**** Data shown ****

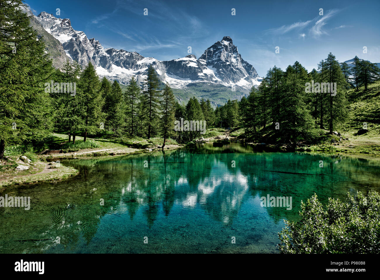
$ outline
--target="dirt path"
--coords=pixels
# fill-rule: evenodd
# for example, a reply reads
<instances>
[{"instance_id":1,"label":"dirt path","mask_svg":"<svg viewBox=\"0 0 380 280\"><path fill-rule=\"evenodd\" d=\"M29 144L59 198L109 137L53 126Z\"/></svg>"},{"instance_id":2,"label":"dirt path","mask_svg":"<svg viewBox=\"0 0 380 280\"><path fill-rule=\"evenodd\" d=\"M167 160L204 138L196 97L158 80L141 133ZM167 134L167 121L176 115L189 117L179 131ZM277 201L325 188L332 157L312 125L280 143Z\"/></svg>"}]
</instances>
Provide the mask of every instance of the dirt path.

****

• Task to complete:
Extract the text of all the records above verbatim, excluding pictures.

• Exercise answer:
$ outline
--target="dirt path"
--coords=pixels
# fill-rule: evenodd
# for example, a reply reads
<instances>
[{"instance_id":1,"label":"dirt path","mask_svg":"<svg viewBox=\"0 0 380 280\"><path fill-rule=\"evenodd\" d=\"M29 144L59 198L109 137L53 126Z\"/></svg>"},{"instance_id":2,"label":"dirt path","mask_svg":"<svg viewBox=\"0 0 380 280\"><path fill-rule=\"evenodd\" d=\"M167 160L204 138L196 97L158 80L141 133ZM167 134L167 121L176 115L189 117L179 131ZM277 201L325 188L332 157L312 125L280 143Z\"/></svg>"}]
</instances>
Provide the mask of every instance of the dirt path.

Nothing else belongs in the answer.